Material supplied Start Marker

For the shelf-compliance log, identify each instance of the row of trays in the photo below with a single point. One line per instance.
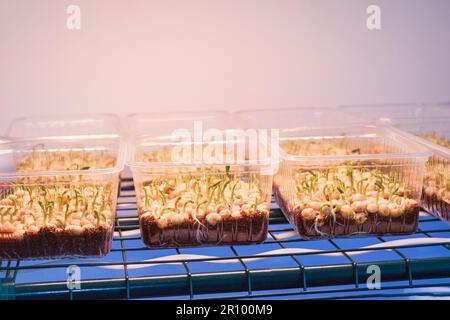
(201, 180)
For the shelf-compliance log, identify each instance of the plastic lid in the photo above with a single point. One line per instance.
(298, 118)
(65, 125)
(13, 151)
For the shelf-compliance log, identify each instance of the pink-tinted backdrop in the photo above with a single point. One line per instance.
(136, 55)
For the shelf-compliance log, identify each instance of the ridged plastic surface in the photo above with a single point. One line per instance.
(434, 134)
(65, 125)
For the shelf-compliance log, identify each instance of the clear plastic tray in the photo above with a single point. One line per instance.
(434, 134)
(349, 181)
(58, 196)
(65, 125)
(189, 201)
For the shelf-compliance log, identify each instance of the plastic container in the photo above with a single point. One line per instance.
(392, 114)
(434, 134)
(108, 125)
(427, 124)
(58, 196)
(185, 200)
(349, 181)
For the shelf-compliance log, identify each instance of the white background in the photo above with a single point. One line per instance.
(136, 56)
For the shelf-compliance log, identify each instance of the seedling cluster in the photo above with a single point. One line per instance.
(346, 200)
(201, 203)
(61, 206)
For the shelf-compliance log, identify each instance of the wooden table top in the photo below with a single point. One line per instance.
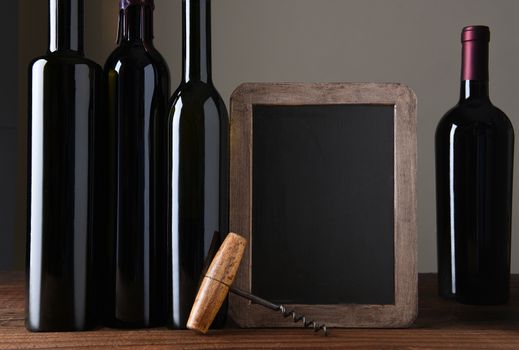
(440, 325)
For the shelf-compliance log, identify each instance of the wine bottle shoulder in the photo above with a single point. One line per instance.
(195, 93)
(472, 114)
(63, 61)
(197, 98)
(135, 57)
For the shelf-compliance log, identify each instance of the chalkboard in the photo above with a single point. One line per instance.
(322, 208)
(323, 187)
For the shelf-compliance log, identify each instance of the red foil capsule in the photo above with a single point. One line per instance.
(475, 41)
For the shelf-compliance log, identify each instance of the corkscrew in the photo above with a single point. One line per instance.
(286, 313)
(217, 283)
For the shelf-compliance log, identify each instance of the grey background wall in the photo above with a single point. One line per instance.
(415, 42)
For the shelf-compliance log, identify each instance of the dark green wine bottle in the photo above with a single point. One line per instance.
(198, 165)
(64, 104)
(138, 91)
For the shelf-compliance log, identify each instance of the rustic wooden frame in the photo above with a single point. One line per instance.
(404, 311)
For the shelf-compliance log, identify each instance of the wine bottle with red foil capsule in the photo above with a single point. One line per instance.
(474, 164)
(138, 90)
(65, 100)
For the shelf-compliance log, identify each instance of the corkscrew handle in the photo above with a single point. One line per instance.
(217, 283)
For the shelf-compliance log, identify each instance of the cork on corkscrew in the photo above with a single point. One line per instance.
(217, 283)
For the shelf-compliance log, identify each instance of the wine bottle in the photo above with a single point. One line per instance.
(64, 100)
(474, 163)
(138, 91)
(198, 165)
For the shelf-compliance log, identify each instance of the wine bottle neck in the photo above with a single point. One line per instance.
(136, 24)
(474, 66)
(474, 89)
(66, 26)
(196, 39)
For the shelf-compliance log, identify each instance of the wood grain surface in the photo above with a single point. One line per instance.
(440, 325)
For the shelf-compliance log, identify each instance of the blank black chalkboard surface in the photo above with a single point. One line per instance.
(323, 187)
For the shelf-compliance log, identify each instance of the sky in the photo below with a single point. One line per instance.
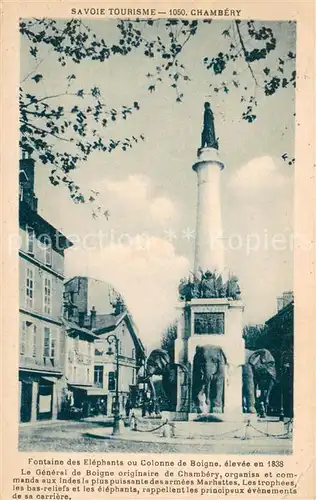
(147, 244)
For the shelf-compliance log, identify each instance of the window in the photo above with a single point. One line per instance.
(77, 344)
(48, 253)
(46, 342)
(34, 338)
(53, 345)
(47, 295)
(29, 288)
(111, 381)
(30, 239)
(23, 338)
(98, 376)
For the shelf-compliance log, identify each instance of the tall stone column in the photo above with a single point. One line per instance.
(209, 249)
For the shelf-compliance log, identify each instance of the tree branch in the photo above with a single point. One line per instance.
(44, 131)
(245, 53)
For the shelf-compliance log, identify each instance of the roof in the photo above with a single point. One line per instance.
(108, 321)
(281, 312)
(111, 321)
(70, 325)
(40, 225)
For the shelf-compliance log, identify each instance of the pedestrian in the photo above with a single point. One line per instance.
(157, 408)
(150, 407)
(128, 407)
(144, 408)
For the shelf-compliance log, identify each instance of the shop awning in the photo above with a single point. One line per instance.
(49, 379)
(90, 390)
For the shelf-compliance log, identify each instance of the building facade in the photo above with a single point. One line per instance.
(79, 390)
(41, 276)
(78, 295)
(130, 359)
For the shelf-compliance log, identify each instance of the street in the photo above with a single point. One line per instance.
(72, 437)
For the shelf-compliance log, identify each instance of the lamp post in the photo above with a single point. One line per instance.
(116, 424)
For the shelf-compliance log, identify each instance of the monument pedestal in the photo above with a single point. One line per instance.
(217, 323)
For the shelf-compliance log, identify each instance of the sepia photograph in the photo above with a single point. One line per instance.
(156, 234)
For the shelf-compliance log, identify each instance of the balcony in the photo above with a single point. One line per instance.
(44, 363)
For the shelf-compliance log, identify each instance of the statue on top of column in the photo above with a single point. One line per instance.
(208, 139)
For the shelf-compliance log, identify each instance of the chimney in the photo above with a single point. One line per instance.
(119, 306)
(288, 297)
(27, 175)
(27, 165)
(280, 303)
(81, 316)
(93, 318)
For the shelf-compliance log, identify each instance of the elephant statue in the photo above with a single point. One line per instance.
(258, 372)
(159, 363)
(208, 379)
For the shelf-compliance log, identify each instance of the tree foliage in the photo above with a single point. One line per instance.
(65, 128)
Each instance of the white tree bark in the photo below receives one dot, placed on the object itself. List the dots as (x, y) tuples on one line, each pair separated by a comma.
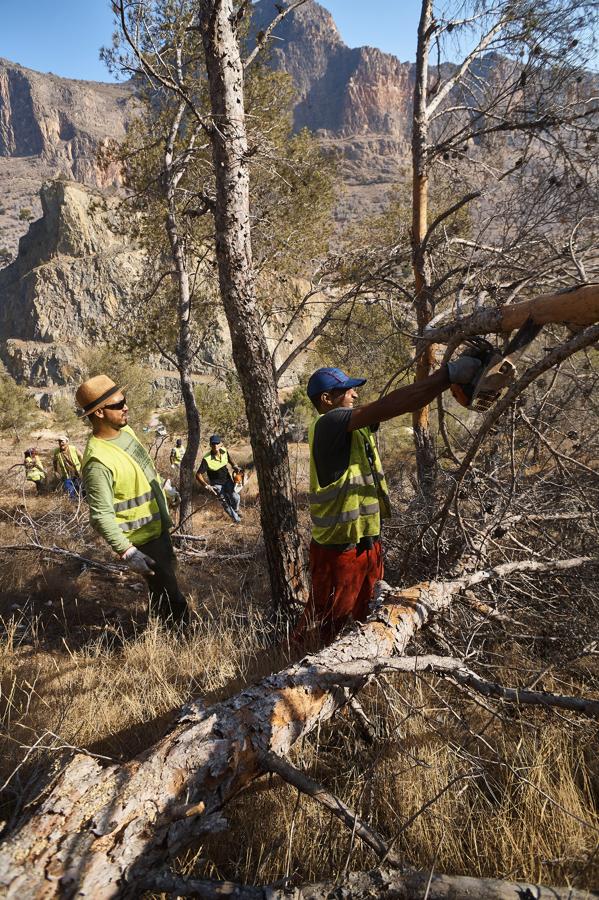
[(103, 828)]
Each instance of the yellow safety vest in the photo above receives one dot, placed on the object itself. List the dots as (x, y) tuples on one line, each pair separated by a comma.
[(62, 466), (221, 460), (353, 506), (177, 454), (135, 506), (35, 471)]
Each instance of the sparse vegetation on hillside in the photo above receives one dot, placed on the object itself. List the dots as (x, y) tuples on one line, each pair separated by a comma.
[(19, 413)]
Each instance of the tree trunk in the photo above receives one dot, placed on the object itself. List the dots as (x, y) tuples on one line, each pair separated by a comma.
[(102, 829), (426, 457), (278, 514), (385, 884), (184, 349)]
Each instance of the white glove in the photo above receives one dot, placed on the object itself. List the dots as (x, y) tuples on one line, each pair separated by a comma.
[(138, 562), (171, 492), (463, 369)]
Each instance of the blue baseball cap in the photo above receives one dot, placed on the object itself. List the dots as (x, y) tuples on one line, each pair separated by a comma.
[(329, 379)]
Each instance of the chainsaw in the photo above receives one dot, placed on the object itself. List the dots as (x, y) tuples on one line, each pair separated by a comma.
[(498, 370)]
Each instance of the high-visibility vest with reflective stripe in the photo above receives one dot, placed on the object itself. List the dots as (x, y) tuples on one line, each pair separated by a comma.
[(35, 471), (215, 464), (177, 454), (353, 506), (62, 466), (135, 506)]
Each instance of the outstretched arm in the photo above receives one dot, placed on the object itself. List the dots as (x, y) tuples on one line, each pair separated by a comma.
[(403, 400)]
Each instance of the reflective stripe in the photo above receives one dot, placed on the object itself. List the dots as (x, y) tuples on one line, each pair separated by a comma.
[(137, 501), (139, 523), (325, 496), (349, 516)]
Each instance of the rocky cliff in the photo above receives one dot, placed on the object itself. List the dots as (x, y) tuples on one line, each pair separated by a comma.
[(358, 100), (51, 126), (62, 121), (70, 283), (71, 275)]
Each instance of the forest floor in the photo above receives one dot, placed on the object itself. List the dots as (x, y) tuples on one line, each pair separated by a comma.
[(456, 782)]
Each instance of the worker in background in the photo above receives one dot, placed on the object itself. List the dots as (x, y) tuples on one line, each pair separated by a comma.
[(67, 467), (348, 493), (177, 454), (126, 502), (34, 470), (214, 475)]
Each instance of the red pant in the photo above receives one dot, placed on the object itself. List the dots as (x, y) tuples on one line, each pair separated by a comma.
[(342, 586)]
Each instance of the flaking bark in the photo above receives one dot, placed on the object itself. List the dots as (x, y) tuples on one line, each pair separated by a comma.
[(102, 829)]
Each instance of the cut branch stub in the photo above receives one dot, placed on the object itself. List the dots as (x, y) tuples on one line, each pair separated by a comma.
[(576, 307), (102, 829)]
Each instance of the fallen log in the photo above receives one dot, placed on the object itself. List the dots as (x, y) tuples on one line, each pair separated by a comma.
[(381, 883), (102, 829), (578, 306), (311, 788)]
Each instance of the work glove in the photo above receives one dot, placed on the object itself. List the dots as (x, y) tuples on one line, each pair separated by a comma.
[(463, 370), (138, 562)]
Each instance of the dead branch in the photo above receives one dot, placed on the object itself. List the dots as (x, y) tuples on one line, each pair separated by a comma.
[(311, 788), (578, 306), (59, 551), (381, 883), (455, 669), (103, 828)]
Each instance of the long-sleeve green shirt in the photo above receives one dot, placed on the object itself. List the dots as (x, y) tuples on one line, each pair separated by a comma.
[(99, 493)]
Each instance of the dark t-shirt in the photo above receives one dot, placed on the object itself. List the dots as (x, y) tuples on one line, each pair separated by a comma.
[(216, 476), (332, 445), (331, 449)]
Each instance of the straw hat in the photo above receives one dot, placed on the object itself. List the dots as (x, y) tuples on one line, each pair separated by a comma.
[(94, 393)]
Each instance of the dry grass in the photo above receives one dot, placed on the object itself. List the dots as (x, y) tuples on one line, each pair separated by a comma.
[(514, 793)]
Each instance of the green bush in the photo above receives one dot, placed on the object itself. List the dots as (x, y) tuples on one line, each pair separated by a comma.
[(222, 409), (174, 420), (19, 413), (65, 416)]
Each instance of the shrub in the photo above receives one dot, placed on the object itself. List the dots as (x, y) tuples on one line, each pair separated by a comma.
[(64, 416), (222, 408), (174, 420), (19, 413)]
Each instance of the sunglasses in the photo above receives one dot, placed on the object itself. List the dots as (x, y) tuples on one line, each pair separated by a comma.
[(120, 405)]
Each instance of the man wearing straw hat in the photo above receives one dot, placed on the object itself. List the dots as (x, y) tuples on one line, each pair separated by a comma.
[(127, 505)]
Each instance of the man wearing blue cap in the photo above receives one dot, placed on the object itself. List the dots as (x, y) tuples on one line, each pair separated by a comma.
[(214, 475), (348, 492)]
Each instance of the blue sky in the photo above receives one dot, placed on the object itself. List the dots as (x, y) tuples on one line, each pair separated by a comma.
[(64, 36)]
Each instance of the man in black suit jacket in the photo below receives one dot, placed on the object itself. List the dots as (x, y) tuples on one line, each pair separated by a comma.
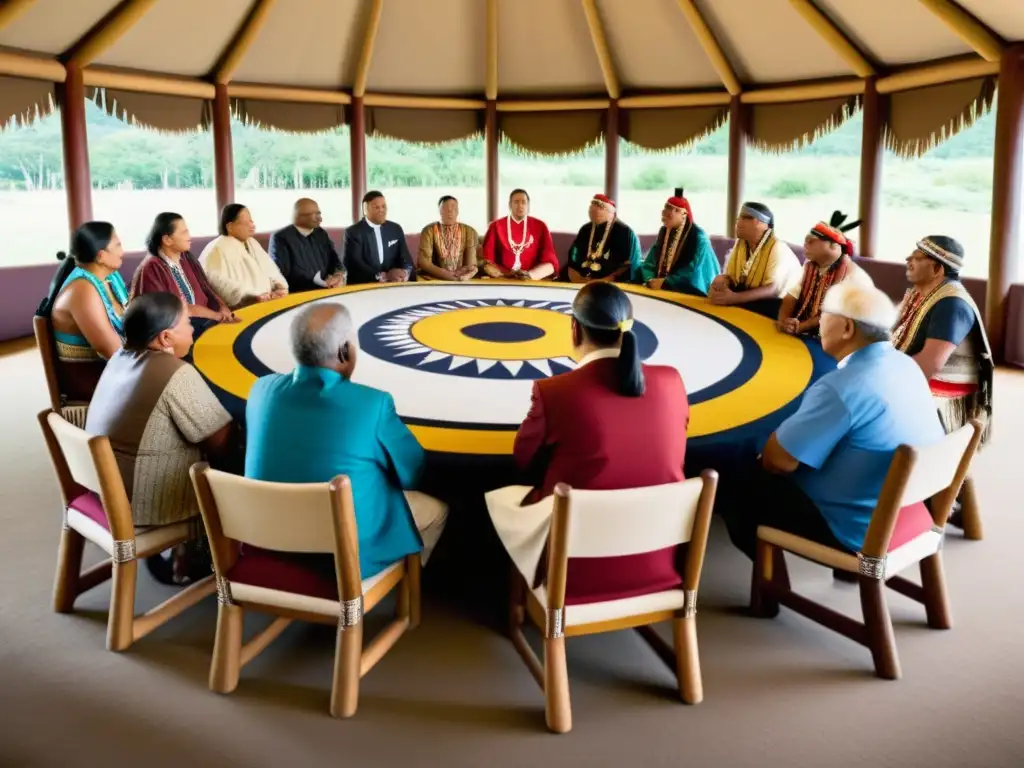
[(304, 252), (375, 248)]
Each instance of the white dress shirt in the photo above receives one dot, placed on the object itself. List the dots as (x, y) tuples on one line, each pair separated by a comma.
[(380, 243)]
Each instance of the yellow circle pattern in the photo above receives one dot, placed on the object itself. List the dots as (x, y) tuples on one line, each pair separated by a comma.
[(784, 372), (443, 333)]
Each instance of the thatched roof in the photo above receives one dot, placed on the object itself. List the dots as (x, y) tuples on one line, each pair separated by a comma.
[(701, 51)]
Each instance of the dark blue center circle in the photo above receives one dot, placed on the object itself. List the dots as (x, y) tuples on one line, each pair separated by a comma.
[(503, 333)]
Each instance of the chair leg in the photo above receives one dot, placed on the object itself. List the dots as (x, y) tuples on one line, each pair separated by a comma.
[(120, 628), (414, 586), (557, 708), (684, 633), (69, 568), (517, 600), (766, 564), (881, 639), (933, 581), (345, 690), (226, 660), (970, 514)]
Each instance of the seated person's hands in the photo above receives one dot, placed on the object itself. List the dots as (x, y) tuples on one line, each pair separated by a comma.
[(790, 326)]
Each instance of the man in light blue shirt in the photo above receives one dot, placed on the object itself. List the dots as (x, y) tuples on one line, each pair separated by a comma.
[(822, 470), (314, 423)]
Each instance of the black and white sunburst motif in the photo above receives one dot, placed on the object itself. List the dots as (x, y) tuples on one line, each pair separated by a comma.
[(389, 337)]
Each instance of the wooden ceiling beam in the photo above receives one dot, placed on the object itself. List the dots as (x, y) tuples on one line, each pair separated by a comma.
[(12, 9), (707, 39), (601, 48), (229, 60), (367, 54), (835, 38), (107, 32), (491, 87), (982, 40)]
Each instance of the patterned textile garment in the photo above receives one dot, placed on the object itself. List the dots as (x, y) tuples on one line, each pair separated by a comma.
[(963, 389), (156, 410), (684, 258), (450, 248), (79, 366), (601, 251)]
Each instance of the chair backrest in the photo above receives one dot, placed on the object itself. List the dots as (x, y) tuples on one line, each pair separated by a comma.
[(607, 545), (47, 350), (918, 474), (84, 462), (287, 517)]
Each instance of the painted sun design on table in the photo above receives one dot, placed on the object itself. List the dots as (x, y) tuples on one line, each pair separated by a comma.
[(478, 338)]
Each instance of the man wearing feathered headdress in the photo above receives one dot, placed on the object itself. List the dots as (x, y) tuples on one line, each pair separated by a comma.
[(829, 260), (760, 265), (681, 258), (941, 328), (605, 248)]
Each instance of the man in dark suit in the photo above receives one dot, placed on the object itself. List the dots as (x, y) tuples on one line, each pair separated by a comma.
[(375, 248), (304, 252)]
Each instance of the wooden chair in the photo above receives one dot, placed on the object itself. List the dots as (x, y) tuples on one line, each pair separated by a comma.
[(902, 532), (47, 350), (96, 509), (270, 518), (585, 531)]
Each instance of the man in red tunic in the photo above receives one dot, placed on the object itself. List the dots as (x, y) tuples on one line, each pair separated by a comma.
[(517, 246)]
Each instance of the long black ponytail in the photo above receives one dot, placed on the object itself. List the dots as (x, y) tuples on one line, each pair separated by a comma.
[(86, 243), (605, 314)]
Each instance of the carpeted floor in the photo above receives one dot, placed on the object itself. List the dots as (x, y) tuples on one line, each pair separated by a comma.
[(455, 693)]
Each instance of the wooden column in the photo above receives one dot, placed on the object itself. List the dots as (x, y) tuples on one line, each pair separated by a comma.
[(223, 157), (611, 150), (78, 183), (871, 153), (357, 135), (491, 152), (1005, 253), (738, 129)]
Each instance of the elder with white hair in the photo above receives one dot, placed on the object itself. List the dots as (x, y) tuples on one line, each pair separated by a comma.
[(821, 471), (315, 423)]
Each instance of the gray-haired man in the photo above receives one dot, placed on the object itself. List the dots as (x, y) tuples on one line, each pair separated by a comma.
[(315, 423)]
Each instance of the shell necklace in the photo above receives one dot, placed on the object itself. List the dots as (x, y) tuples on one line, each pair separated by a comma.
[(518, 248)]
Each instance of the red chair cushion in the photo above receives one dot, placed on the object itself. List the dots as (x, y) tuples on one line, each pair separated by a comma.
[(288, 572), (594, 580), (89, 505), (910, 522)]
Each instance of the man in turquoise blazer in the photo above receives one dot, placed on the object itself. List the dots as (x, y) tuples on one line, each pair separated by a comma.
[(315, 423)]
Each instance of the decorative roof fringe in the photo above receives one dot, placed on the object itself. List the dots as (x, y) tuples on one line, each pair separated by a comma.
[(517, 148), (115, 110), (238, 113), (847, 111), (966, 119), (475, 135), (30, 115), (721, 119)]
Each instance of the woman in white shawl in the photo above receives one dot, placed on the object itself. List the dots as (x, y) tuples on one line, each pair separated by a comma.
[(239, 268)]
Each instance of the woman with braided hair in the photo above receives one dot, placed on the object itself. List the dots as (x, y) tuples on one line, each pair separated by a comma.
[(829, 261)]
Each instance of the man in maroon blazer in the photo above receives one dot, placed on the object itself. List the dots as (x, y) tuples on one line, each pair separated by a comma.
[(612, 423)]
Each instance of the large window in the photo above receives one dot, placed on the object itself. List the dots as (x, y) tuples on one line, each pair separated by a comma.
[(948, 190), (414, 176), (33, 206), (560, 186), (647, 178), (805, 185), (273, 168), (138, 172)]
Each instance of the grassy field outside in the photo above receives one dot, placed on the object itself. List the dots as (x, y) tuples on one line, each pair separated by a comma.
[(949, 196)]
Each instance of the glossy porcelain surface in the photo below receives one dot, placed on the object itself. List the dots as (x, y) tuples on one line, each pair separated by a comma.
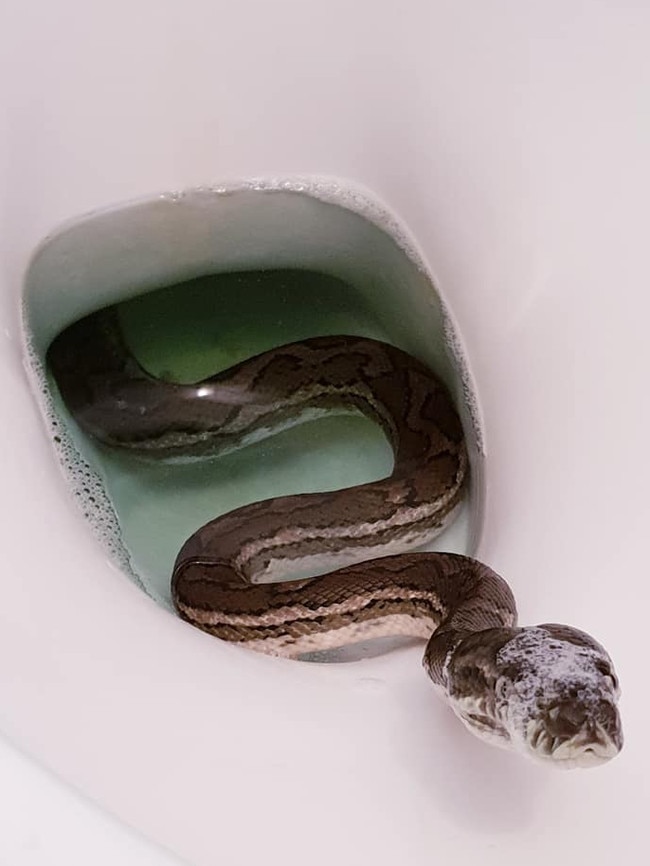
[(512, 140)]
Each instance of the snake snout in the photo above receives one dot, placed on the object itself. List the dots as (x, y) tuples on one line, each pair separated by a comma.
[(583, 734)]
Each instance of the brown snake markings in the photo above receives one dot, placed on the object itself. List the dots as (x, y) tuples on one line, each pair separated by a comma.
[(548, 691)]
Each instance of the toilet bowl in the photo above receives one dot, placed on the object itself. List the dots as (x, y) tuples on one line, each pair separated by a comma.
[(476, 140)]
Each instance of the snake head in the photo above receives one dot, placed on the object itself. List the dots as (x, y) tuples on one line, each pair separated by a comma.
[(547, 691)]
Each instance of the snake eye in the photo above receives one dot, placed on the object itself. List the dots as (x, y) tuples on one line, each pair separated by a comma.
[(605, 669)]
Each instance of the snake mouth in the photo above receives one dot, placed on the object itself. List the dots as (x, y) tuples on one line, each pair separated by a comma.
[(585, 749)]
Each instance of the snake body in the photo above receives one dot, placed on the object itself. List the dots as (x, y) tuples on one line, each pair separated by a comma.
[(549, 691)]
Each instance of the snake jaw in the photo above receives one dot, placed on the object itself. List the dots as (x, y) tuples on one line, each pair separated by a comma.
[(561, 693)]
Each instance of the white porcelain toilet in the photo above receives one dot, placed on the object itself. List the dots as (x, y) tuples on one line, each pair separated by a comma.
[(475, 177)]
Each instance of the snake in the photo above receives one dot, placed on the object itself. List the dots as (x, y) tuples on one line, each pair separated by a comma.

Material supplied End Marker

_Work to complete:_
Each line from the one containing "Each instance of the snake eye" to the last line above must be returned exactly, and no line outside that range.

_Output:_
Each instance of the snake eye in the photo above receives one dot, placed on the object itself. List the dots as (x, y) tuples on one line, each pair separated by a comma.
[(605, 669)]
Each instance of the snake mouth in the photo above receives one dot, placed on the object itself. List the dots as (x, y) tuples on one line, each pair separated by a comma.
[(585, 749)]
Each instance of the snake body in the photo above receives one dot, placed on the object itself. List the dots as (x, y) tuples on one line, each pair separated by a comma.
[(549, 691)]
Each instance of the snake jaw in the photo above receives one dot, placed on the object itself. List the dots as (x, y) tuples on one line, each pair separated by a comma.
[(561, 693)]
Each instance of the white porcelain toilet in the photo above receives one dot, placed on the object itself. List the dots as (x, y) tuples on one line, each pair separated by a comma.
[(475, 177)]
Each instance of the snake in the photo above receives one dot, placed on the object itself. List the dots as (x, y) tuples on one line, each pair separated by a comma.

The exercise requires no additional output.